§ **SELECTED PASSAGE**
If a customer walks into a print shop in 2026 and asks for “that vintage-looking thick tee,” they mean the Comfort Colors 1717. It has quietly become the default premium blank for coffee shops, breweries, event brands, and every boutique that wants merch to feel like a shirt someone already loved for five years. This review covers what the 1717 actually is, the garment-dye quirks that surprise first-time buyers, and how to print it without headaches.
What you’re getting
The 1717 is a 6.1 oz, 100% US-grown ring-spun cotton tee — genuinely heavyweight in an era of 4.2 oz fashion blanks. The construction is old-school on purpose: relaxed fit, wide double-needle collar, and a boxy drape that reads “vintage” rather than “athletic.” Wholesale cost runs around $5–$6, roughly double a Gildan 5000 and a touch above a BELLA+CANVAS 3001.

§ **DATA PROVIDED**
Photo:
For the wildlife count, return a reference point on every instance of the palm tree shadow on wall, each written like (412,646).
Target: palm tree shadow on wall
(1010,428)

§ **TASKS**
a: Answer these from the Comfort Colors 1717 review, one line each:
(i) What do customers mean when they ask for "that vintage-looking thick tee"?
(ii) What is the shirt's weight, and what is it made of?
(iii) What is its approximate wholesale cost?
b: Please copy the Comfort Colors 1717 review word for word, starting at "If a customer" and ending at "a BELLA+CANVAS 3001.".
c: Write what comes next in the Comfort Colors 1717 review, picking up after its final sentence.

§ **RESPONSES FOR EACH TASK**
a:
(i) The Comfort Colors 1717.
(ii) 6.1 oz, 100% US-grown ring-spun cotton.
(iii) Around $5–$6.

b:
If a customer walks into a print shop in 2026 and asks for “that vintage-looking thick tee,” they mean the Comfort Colors 1717. It has quietly become the default premium blank for coffee shops, breweries, event brands, and every boutique that wants merch to feel like a shirt someone already loved for five years. This review covers what the 1717 actually is, the garment-dye quirks that surprise first-time buyers, and how to print it without headaches.
What you’re getting
The 1717 is a 6.1 oz, 100% US-grown ring-spun cotton tee — genuinely heavyweight in an era of 4.2 oz fashion blanks. The construction is old-school on purpose: relaxed fit, wide double-needle collar, and a boxy drape that reads “vintage” rather than “athletic.” Wholesale cost runs around $5–$6, roughly double a Gildan 5000 and a touch above a BELLA+CANVAS 3001.

c:
The headline feature is garment dyeing: the shirt is sewn first from undyed fabric, then the finished garment is pigment-dyed and washed. That’s what produces the soft, broken-in hand and those muted, slightly-faded shades — Seafoam, Ivory, Butter, Blue Jean, Crimson — that conventional piece-dyed shirts can’t match.
The garment-dye quirks nobody warns you about
Lot-to-lot color variation
Because each dye lot is a separate bath of finished garments, the same color code can shift subtly between production runs. A “Blue Jean” reorder six months later may sit a shade lighter or greener than the first batch. This is inherent to the process, not a defect. Two rules keep it from becoming a customer dispute: order the full job quantity in one purchase whenever possible, and tell retail clients up front that garment-dyed reorders are “matching, not identical.”
Shrinkage and sizing
The 1717 is dyed and washed after sewing, so most shrinkage has already happened at the factory — expect only minimal further shrinkage in a home wash. But the cut is generously relaxed: a size M wears close to what many fashion blanks call L. Slim-fit customers should size down; everyone else orders true to size and gets the intended boxy vintage drape. Put the size chart on the quote — this shirt fits nothing like a 3001.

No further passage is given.